Return exactly the listing's lines, from its first line to the line holding "of the stone", ends included.

----

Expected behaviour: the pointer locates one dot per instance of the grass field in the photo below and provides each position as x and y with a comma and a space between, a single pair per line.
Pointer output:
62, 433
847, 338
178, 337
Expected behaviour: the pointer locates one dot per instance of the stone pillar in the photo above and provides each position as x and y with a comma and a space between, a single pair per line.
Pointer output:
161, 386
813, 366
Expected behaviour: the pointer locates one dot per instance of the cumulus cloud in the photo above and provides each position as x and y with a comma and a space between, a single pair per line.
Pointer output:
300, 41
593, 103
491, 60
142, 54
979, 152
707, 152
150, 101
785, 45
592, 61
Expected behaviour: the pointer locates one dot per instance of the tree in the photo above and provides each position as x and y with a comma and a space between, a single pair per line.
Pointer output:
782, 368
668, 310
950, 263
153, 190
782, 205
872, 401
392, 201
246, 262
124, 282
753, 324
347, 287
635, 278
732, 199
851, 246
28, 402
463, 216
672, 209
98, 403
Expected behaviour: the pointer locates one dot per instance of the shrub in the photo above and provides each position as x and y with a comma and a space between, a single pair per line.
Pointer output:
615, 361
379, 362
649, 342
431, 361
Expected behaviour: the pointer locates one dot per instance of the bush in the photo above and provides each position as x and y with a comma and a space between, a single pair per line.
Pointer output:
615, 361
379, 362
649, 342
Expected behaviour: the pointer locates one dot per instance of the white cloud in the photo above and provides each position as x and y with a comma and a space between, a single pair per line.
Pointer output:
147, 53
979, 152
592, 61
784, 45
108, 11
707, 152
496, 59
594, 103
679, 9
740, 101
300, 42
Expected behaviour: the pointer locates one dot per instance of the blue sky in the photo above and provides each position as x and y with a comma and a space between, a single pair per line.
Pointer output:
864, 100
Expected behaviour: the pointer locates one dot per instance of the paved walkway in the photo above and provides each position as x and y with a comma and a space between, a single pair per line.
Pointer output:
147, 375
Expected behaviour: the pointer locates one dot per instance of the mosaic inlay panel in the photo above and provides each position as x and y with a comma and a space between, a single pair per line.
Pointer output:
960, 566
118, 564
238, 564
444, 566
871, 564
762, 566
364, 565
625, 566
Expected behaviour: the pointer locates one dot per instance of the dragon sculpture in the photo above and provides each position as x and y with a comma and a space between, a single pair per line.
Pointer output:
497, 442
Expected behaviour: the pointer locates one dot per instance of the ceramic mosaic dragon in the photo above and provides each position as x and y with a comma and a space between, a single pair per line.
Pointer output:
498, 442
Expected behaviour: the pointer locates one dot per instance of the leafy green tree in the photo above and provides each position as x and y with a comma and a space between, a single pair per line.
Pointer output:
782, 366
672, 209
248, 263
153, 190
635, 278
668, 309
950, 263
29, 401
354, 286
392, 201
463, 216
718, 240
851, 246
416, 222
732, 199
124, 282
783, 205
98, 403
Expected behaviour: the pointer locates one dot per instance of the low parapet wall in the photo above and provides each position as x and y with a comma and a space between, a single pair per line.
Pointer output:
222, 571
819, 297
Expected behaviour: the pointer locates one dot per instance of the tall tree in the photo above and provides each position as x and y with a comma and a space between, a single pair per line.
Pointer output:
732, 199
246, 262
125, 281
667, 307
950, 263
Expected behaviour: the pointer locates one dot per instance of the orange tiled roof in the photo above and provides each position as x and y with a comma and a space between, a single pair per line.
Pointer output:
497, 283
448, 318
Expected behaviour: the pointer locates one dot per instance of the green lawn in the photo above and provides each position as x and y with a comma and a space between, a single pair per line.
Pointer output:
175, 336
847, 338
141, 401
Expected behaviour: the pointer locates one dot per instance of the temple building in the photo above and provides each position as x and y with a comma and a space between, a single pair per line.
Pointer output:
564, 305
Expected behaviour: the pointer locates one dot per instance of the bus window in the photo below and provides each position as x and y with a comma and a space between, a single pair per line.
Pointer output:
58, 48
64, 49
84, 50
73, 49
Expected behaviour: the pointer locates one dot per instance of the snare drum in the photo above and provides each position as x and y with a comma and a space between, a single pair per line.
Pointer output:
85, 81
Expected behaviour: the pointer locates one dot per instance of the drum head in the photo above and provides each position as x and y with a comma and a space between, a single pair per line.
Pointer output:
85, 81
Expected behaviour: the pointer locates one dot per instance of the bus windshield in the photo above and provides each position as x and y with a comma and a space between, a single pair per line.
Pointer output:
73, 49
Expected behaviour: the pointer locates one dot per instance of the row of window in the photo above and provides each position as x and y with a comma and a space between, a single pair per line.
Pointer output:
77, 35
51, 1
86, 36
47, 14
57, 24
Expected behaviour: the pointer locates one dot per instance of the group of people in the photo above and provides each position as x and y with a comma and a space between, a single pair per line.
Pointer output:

----

> [WRITTEN ANSWER]
Expected behaviour: the pointer locates one dot per instance of the grass field in the photo below and provides each position as x and y with a comma and a space between, a single pair per line.
Pointer output:
62, 433
847, 338
178, 337
Expected behaviour: the pointer locates one dot per instance of the stone pillar in the photo above and provides each position as x and y with a comma and a space between, a single pair per line.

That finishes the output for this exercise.